-- Data listing --

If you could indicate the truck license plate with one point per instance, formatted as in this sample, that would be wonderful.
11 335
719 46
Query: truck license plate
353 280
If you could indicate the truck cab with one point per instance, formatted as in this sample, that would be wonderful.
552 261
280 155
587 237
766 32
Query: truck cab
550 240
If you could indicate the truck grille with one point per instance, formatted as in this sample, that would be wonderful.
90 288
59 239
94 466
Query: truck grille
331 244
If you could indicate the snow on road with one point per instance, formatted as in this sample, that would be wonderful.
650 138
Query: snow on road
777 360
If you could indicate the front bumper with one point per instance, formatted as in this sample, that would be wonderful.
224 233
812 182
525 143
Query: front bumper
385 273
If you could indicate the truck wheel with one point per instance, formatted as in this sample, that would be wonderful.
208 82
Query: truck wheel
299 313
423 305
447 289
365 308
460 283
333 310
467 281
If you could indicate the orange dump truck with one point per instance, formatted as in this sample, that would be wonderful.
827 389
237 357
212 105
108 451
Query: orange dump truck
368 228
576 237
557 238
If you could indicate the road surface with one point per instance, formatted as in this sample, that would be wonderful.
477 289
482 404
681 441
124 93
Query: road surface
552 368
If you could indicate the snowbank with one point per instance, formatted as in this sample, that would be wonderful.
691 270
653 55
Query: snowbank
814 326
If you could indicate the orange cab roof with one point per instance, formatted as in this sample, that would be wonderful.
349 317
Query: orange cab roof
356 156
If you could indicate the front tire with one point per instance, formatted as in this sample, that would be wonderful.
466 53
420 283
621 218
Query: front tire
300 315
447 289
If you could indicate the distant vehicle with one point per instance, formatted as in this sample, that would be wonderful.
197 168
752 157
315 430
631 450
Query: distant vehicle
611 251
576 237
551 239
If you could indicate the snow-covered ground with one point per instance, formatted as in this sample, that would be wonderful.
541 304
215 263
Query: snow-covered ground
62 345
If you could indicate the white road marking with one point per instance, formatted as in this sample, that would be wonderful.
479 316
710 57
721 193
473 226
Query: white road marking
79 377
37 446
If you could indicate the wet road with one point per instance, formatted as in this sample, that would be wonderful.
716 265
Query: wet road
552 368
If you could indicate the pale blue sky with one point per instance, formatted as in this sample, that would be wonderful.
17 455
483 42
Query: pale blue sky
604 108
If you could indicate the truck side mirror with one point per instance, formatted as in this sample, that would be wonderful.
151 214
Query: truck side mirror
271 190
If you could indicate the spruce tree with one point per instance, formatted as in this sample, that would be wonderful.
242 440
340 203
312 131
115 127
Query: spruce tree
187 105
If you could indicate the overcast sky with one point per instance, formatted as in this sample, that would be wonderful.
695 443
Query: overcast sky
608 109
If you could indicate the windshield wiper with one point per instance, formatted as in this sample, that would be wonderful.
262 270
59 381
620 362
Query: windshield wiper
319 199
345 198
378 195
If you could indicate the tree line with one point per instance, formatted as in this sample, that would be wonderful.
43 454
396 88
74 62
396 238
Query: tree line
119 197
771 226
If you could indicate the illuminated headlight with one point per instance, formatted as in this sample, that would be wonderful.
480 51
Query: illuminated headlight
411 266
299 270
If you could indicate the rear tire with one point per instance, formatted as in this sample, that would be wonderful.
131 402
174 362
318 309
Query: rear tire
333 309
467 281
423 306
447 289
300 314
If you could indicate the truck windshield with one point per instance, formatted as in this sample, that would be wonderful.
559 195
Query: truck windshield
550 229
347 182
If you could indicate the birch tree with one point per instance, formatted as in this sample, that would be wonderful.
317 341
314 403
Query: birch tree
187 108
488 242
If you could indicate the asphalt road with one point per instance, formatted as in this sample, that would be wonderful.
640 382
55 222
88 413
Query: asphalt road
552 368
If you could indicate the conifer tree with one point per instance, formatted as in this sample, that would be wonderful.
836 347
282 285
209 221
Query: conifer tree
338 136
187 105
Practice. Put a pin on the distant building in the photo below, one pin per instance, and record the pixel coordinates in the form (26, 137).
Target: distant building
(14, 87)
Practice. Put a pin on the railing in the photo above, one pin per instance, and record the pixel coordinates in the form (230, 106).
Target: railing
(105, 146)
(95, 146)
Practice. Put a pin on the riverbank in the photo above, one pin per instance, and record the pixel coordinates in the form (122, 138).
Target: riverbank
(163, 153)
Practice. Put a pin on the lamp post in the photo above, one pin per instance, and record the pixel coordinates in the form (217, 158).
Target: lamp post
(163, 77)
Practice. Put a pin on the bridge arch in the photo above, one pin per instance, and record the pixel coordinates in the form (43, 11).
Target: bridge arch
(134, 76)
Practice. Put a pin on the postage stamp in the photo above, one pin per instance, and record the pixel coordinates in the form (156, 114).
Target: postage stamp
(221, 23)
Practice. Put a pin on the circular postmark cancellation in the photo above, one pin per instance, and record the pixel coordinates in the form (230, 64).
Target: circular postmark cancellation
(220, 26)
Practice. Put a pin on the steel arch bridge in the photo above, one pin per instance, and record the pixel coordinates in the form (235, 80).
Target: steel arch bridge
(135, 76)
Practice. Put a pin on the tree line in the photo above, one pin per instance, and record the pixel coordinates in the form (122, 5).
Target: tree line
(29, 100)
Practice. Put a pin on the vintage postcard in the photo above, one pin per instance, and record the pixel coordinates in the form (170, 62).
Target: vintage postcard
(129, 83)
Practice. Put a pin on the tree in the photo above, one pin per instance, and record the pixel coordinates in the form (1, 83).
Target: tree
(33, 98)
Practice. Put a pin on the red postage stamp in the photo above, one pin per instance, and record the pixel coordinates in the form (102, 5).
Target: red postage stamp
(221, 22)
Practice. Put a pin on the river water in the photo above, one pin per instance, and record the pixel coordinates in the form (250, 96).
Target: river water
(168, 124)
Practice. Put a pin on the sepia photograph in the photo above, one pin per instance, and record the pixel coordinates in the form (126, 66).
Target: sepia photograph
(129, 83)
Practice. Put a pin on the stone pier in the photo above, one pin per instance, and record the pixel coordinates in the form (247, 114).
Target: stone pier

-- Task instructions --
The lines to return are those holding the string "pier" anywhere in the listing above.

-- Exercise output --
Practice. Put a pin on the stone pier in the photo above, one pin per instance, and record the pixel coordinates in the form (247, 114).
Target: stone pier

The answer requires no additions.